• [DATA SECTION]:
- - - - - - -

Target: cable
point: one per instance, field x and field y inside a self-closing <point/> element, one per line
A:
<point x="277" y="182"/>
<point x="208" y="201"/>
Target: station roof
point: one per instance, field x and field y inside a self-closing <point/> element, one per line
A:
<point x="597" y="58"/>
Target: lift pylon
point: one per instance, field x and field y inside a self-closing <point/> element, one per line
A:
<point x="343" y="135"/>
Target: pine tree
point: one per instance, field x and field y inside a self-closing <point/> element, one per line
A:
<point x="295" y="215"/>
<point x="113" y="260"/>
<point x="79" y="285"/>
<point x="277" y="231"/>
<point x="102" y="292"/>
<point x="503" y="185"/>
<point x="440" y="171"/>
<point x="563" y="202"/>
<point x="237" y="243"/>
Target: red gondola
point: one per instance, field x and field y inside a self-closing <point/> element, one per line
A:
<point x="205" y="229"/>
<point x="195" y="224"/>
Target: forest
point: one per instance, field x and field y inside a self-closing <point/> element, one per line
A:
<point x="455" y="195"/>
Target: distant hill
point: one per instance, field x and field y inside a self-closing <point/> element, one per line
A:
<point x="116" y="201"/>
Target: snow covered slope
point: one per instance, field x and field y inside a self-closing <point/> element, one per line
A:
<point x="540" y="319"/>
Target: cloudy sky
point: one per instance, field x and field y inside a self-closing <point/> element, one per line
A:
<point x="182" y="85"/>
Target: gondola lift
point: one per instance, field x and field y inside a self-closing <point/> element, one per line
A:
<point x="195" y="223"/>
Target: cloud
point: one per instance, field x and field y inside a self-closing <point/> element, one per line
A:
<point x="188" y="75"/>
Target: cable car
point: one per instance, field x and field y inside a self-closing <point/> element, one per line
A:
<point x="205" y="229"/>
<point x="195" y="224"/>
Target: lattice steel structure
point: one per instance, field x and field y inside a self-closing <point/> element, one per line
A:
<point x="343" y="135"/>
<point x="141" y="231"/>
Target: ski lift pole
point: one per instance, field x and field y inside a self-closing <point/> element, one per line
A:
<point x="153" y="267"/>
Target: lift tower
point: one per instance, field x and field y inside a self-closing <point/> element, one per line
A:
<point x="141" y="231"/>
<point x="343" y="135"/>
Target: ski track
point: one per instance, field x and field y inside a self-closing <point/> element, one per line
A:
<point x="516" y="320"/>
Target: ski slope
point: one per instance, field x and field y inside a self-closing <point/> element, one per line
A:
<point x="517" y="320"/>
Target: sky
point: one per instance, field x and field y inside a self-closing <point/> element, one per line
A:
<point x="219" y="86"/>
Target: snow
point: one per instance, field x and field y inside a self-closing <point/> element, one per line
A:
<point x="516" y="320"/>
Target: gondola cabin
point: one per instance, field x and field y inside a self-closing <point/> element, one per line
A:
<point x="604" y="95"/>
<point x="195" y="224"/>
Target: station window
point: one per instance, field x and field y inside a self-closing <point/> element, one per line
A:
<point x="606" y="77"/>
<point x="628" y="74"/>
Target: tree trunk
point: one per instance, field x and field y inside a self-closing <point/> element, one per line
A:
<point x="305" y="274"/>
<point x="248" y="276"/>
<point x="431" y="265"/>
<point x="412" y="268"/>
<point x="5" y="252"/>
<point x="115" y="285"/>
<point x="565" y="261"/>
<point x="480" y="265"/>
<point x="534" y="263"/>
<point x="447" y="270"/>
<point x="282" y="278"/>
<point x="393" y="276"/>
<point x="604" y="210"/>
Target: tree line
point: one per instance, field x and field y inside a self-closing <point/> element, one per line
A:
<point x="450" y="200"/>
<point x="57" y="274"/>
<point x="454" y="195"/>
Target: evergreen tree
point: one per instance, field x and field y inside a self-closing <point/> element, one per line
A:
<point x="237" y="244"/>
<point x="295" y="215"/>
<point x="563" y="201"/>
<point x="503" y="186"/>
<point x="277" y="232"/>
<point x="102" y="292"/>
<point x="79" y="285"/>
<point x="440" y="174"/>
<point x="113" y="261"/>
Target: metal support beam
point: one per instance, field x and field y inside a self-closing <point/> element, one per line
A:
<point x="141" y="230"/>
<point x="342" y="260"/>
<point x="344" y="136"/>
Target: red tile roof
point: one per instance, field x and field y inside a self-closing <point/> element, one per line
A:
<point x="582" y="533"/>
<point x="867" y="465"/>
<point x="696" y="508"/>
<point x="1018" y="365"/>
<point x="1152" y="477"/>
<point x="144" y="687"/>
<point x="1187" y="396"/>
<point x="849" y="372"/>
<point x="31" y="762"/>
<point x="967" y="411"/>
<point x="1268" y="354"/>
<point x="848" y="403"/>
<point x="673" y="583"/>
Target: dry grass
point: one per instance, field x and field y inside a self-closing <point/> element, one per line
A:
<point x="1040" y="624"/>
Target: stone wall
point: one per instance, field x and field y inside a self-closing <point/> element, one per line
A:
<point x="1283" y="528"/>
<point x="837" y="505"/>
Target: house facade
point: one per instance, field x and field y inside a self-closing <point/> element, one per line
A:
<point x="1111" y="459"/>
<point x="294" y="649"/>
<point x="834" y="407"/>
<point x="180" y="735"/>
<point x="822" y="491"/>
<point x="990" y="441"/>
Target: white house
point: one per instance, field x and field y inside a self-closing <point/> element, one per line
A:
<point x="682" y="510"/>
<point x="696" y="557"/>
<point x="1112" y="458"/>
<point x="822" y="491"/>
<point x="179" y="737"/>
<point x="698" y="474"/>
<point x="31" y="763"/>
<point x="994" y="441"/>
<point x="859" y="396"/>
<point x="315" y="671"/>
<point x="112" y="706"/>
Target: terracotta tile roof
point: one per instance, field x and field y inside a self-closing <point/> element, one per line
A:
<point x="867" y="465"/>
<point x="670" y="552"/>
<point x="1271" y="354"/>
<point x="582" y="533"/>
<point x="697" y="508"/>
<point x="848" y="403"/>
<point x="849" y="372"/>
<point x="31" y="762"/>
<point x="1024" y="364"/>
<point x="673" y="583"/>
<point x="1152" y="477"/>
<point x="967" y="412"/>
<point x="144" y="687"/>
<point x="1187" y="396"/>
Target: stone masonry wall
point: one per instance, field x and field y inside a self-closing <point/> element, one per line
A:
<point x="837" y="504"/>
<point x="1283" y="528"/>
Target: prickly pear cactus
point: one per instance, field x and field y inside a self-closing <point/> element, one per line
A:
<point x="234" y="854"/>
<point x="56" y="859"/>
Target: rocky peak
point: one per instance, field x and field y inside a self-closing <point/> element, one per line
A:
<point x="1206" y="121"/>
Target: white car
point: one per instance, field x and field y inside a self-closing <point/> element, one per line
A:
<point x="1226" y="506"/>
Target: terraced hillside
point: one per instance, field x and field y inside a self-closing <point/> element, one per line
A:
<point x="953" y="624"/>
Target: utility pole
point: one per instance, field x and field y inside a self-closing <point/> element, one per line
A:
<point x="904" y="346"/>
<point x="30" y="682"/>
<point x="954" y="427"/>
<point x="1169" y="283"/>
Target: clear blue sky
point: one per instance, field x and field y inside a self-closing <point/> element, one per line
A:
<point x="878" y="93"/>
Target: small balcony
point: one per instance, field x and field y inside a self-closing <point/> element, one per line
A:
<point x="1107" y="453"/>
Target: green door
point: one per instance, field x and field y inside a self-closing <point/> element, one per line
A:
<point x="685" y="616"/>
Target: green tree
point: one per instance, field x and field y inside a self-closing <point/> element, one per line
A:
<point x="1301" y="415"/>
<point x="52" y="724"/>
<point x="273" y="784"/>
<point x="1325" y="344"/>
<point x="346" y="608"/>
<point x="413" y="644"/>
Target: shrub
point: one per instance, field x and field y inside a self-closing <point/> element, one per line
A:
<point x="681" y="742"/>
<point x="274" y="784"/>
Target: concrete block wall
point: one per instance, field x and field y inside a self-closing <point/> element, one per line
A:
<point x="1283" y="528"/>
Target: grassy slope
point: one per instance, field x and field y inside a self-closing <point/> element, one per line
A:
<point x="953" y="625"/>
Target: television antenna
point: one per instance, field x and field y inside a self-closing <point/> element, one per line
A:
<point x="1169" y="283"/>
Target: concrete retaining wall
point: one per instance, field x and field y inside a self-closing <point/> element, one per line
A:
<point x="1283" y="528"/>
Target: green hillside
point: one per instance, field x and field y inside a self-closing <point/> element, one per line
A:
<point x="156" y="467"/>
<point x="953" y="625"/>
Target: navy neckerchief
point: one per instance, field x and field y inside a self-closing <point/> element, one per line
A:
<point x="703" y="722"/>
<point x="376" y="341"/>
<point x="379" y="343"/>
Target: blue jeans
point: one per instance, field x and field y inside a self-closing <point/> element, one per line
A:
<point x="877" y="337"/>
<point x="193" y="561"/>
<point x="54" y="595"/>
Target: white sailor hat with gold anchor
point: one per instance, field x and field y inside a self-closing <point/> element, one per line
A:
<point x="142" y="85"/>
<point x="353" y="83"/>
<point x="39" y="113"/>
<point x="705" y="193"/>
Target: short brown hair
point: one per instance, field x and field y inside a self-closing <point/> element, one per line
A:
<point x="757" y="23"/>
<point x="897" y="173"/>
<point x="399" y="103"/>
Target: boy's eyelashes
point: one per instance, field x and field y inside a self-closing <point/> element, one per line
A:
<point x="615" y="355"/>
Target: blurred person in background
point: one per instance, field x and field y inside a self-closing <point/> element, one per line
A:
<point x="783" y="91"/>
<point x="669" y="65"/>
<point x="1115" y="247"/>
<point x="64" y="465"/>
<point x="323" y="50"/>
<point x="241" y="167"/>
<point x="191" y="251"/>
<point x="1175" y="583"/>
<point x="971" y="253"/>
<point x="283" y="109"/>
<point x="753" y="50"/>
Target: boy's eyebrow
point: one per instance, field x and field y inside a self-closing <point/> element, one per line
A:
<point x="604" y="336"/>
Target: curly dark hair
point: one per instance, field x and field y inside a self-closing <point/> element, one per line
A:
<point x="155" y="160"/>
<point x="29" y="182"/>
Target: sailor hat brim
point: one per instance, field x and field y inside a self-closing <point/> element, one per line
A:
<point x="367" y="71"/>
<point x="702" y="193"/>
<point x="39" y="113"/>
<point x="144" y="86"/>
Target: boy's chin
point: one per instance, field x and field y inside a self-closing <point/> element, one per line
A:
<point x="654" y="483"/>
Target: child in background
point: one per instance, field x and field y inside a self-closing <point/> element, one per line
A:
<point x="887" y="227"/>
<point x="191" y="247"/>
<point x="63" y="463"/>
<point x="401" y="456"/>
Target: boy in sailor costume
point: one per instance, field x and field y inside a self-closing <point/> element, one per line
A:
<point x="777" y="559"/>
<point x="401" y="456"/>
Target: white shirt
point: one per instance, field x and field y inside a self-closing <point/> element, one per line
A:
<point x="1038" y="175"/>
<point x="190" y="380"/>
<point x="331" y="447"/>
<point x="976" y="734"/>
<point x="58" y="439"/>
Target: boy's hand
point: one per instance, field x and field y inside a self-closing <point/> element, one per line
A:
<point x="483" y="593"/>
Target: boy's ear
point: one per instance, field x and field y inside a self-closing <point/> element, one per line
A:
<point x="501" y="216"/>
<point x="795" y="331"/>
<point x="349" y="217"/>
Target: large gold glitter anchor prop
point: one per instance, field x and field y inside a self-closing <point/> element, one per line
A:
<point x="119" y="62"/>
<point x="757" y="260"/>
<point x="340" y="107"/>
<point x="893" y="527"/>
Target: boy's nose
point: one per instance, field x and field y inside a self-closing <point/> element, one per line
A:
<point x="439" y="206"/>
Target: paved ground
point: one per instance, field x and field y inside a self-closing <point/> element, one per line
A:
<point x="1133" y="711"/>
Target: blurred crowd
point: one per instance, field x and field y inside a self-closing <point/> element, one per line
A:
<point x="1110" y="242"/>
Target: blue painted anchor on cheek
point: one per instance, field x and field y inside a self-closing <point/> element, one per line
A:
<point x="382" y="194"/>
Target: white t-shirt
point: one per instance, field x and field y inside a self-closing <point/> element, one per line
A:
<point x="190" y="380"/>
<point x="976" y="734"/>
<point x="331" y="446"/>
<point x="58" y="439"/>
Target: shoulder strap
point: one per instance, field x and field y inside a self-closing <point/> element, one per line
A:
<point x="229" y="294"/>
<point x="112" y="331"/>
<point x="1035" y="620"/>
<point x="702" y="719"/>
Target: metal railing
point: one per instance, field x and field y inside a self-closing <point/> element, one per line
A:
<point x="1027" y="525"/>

- - - - - - -

• [TASK BRIEF]:
Filter the records above down to the lines that hold the string "metal".

• [SOLVED EXERCISE]:
Target: metal support beam
Target: metal railing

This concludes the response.